Stored data entries

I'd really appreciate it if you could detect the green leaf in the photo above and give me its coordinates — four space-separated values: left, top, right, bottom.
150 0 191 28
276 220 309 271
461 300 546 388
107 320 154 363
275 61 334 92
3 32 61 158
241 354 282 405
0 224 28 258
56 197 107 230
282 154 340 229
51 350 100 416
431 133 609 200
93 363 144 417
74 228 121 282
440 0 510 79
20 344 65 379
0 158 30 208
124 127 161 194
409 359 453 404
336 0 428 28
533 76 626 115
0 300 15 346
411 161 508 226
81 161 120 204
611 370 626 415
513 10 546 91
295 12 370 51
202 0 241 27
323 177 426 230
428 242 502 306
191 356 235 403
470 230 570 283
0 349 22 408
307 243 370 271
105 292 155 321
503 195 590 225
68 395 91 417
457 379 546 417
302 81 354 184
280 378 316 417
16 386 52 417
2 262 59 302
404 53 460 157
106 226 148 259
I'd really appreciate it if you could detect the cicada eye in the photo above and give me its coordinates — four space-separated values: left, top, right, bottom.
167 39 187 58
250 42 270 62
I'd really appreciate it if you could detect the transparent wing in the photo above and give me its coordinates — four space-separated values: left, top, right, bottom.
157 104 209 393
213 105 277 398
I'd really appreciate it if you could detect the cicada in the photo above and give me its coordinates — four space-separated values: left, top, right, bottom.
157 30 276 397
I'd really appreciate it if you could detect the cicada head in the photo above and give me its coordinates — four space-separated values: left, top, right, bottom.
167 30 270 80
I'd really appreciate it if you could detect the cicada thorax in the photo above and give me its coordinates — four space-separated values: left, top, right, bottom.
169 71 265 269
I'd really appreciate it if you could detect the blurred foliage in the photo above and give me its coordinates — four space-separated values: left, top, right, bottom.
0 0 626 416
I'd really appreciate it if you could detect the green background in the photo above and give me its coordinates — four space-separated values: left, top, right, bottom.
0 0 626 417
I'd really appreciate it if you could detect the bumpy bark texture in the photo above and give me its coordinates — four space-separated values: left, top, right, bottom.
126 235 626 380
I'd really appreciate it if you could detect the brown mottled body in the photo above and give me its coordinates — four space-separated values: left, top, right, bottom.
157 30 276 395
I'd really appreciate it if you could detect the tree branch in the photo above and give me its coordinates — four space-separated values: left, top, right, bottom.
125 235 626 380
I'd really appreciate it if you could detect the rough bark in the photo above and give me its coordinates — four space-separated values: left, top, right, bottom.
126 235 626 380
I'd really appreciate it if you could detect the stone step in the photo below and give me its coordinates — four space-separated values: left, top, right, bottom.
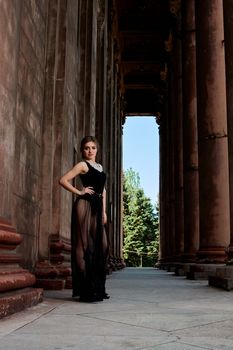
0 288 43 318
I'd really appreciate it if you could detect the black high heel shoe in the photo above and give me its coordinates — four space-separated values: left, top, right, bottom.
103 293 110 299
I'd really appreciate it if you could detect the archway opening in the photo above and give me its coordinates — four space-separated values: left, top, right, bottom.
123 116 159 267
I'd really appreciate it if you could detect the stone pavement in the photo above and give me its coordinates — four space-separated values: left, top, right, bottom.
0 268 233 350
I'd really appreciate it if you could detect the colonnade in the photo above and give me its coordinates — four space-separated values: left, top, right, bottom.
160 0 233 274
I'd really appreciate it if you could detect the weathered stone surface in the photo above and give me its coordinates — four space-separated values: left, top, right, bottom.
0 270 36 292
186 264 224 280
0 288 43 318
208 276 233 291
36 278 65 290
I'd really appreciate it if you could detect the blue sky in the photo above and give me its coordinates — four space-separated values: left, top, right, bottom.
123 117 159 204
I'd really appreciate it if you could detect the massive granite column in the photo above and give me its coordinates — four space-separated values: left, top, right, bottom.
223 0 233 259
174 15 184 262
182 0 199 262
195 0 230 262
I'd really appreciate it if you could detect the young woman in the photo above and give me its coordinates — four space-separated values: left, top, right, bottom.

**GIVEN INSTRUCTION**
Rewrite every record above with "coordinates" changed to "box position" and everything else left as it is. Leave the pictures out of your answer.

**OUTPUT BELOW**
I'd really appreciate it if you could detect the green leaf in the photo above and give me its box position — four space-separated values: left, top, right, bottom.
150 0 191 28
276 220 309 271
461 300 546 388
107 320 154 363
275 61 334 92
3 32 61 158
241 354 282 405
0 224 28 258
56 197 107 230
282 154 340 229
51 350 100 416
431 133 609 200
93 363 144 417
74 228 121 282
440 0 510 79
20 344 65 379
0 158 30 208
124 127 161 194
409 359 453 404
336 0 428 28
533 76 626 115
0 300 15 346
411 161 508 226
81 161 120 204
611 370 626 415
513 10 546 91
295 12 370 51
202 0 241 27
323 177 426 230
428 242 502 306
191 356 235 403
470 230 570 283
0 349 22 408
307 243 370 271
105 292 155 321
503 195 590 225
68 395 91 417
457 379 546 417
302 81 354 184
280 378 316 417
16 386 52 417
2 262 59 302
404 53 460 157
106 226 148 259
I'd really appreciate it if you could detect the cicada eye in the photo above and give me its box position — four space-separated values: left, top, right, bottom.
167 39 187 58
250 42 270 62
I'd really appreciate it if you could detect the transparent wing in the photo above and give me its box position — four space-separated values: left, top, right, bottom.
157 104 209 393
213 105 277 398
I'd really appreciate it if you could detect the cicada in the photo above and give me its box position — four space-separated values: left, top, right, bottom.
157 30 276 397
I'd really appreciate it if you could detect the cicada head in the photo above and give me its box position — four space-separated values: left, top, right, bottom.
167 30 270 80
I'd really appreciate it if you could detect the cicada thorax in the photo above and give me its box position — four space-separated values: left, top, right, bottom.
169 71 265 269
I'd really appreciate it if you could detect the blurred foliage in the photo above and give me its box position — four space-separated values: left, top, right, bottom.
0 0 626 416
I'd really appreciate it if you could detect the green background in the photo above and give me its box position — four space-separated values: left, top, right, bottom.
0 0 626 417
I'd really appreciate it if you could detect the bumpy bark texture in the photo above and give me its box position — four space-separated values: left, top, right, bottom.
126 235 626 380
I'd really appreciate it if you could detect the brown mottled body in the photo above and give me its box position — four space-separated values: left, top, right, bottom.
157 30 276 395
I'd really appreciate it if you could detect the tree branch in the photo above and give me its box position — four space-separated values: left, top, right, bottom.
125 235 626 380
I'd really appreciate it if you could detect the rough bark in the photo above and give me its box position — four space-separated values: left, top, right, bottom.
126 235 626 380
I'd really appreciate it if you could detect the stone step in the photo below and give me its box position — four space-separated values: left, top, right, bottom.
0 288 43 318
I'd really appreciate it if you could detect the black high heel shoe in the photo above and give me its box position — four space-separated values: left, top, right, bottom.
103 293 110 299
I'd really appreciate it if you could detect the archway opening in the photo above and give me its box position — four space-separated values: left, top, right, bottom.
123 116 159 267
I'd really appreciate it if you could detect the stone pavement in the photo above and give me its box position — four space-separated values: left, top, right, bottom.
0 268 233 350
I'd really appreciate it if you could detect the colonnade in the photo above and give me its box position — four space-separated values: left, top, right, bottom.
160 0 233 274
I'd really appreciate it if you could detect the weathered stone surface in the photo above and give me its box position — four space-separated values: left, top, right, bottom.
0 270 36 292
186 264 224 280
0 288 43 318
208 276 233 291
36 278 65 290
I'd really appreciate it if you could detect the blue sky in the photo above and give me its box position — four space-separated values: left, top, right, bottom.
123 117 159 204
I'd really appreciate it if you could detect the massive granite column in the photo above and give me its box position — four space-separated values: left, top, right, bottom.
223 0 233 259
174 15 184 262
182 0 199 262
195 0 230 262
I'd really appreciate it if you could detect the young woman in the photo above and give me its box position — four space-separated values: left, top, right, bottom.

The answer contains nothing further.